# Ausgangstext
━━━━
23. Februar 2017

Marokko: Kamele im Erg Chebbi

Schon beim Frühstück beginnt schon wieder dieser kalte Wind. Für die Jahreszeit ist der nicht ungewöhnlich, aber beim Frühstück stört er trotzdem. Wir fahren nach Erfoud zum Einkaufen. Raja hält aber erst am anderen Stadtrand bei einem Fossilien-Händler. Der verkauft viele – öööhm – Fossilien.
Im Hof hinter seinem Laden kleben seine Mitarbeiter die Bruchstücke zu grosse Steinplatten zusammen. Heute sind grad fossile Seeanemonen für ein amerikanisches Museum in Arbeit.

Im Hinterzimmer zeigt mir der Chef seine Meteoriten. Die meisten sind nuss- bis faustgross. Ein Eisenmeteorit ist aber 350 Kilo schwer, grösser als ein Schachtdeckel und soll eine halbe Million kosten – Euro.
━━━━
# Auszug des Datensatzes

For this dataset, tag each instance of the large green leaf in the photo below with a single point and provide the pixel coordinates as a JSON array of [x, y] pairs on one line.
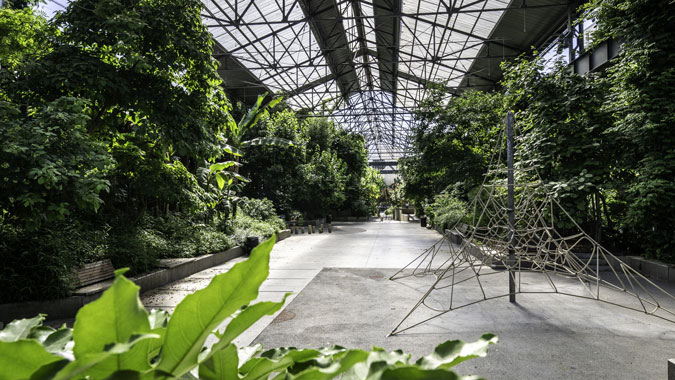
[[113, 318], [18, 360], [20, 328], [274, 361], [246, 319], [57, 341], [201, 312], [88, 364], [453, 352], [340, 363], [221, 365], [378, 361], [416, 373], [223, 165]]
━━━━
# Aufgaben und Übungen
1. Übertragen Sie aus dem Text über Marokko wortgetreu die Passage, die bei den Worten „23. Februar 2017“ einsetzt und nach „Museum in Arbeit.“ endet.
2. Führen Sie den Text über Marokko im Anschluss an seinen letzten Satz weiter.

# Lösungen nach Aufgaben
1.
23. Februar 2017

Marokko: Kamele im Erg Chebbi

Schon beim Frühstück beginnt schon wieder dieser kalte Wind. Für die Jahreszeit ist der nicht ungewöhnlich, aber beim Frühstück stört er trotzdem. Wir fahren nach Erfoud zum Einkaufen. Raja hält aber erst am anderen Stadtrand bei einem Fossilien-Händler. Der verkauft viele – öööhm – Fossilien.
Im Hof hinter seinem Laden kleben seine Mitarbeiter die Bruchstücke zu grosse Steinplatten zusammen. Heute sind grad fossile Seeanemonen für ein amerikanisches Museum in Arbeit.

2.
Hinter Rissani sehen wir schon bald in der Ferne den Erg Chebbi, die grosse Sanddüne an der algerischen Grenze. Eigentlich unser Ziel, doch im Verlauf des Tages wird aus dem morgendlichen Wind ein richtiger Sandsturm.
In der Hoffnung auf etwas Windschutz fahren wir zum Camping „Les Pyramides“ (n31.0868, w4.0075) südlich von Merzouga. Der Platz liegt wunderschön bei einer Baumgruppe am Rand der Dünen - und er ist eine Empfehlung vom Taurus.

Der Sandwind wird immer stärker und stört jetzt sogar beim Essen. Alles wird paniert und es knirschen die Zähne.
Zwischendurch spaziere ich ein wenig über die Sanddünen. Da und dort wachsen „Cistanche“. Eigentlich blühen die knallgelb, diese hier sind aber voller Wanzen und schauen deshalb etwas zerzaust aus.

Neben seltsamen Blumen gibt es in den Dünen auch Kamele in allen Farben und Formen; weisse, braune, schwarze; mit und ohne Zottelfell. Sie liegen da untätig in der Gegend herum und warten auf reitwillige Sanddünen-Sonnenuntergangs-Touristen. Doch wegen des Sandsturmes sind heute keine gekommen.

Am Abend essen wir im Restaurant, denn da ist es windstill und einigermassen staubfrei. Es gibt Reissalat und Berber-Omelette, die zwar etwas eigenartig aussieht, dafür aber aber ausgezeichnet schmeckt.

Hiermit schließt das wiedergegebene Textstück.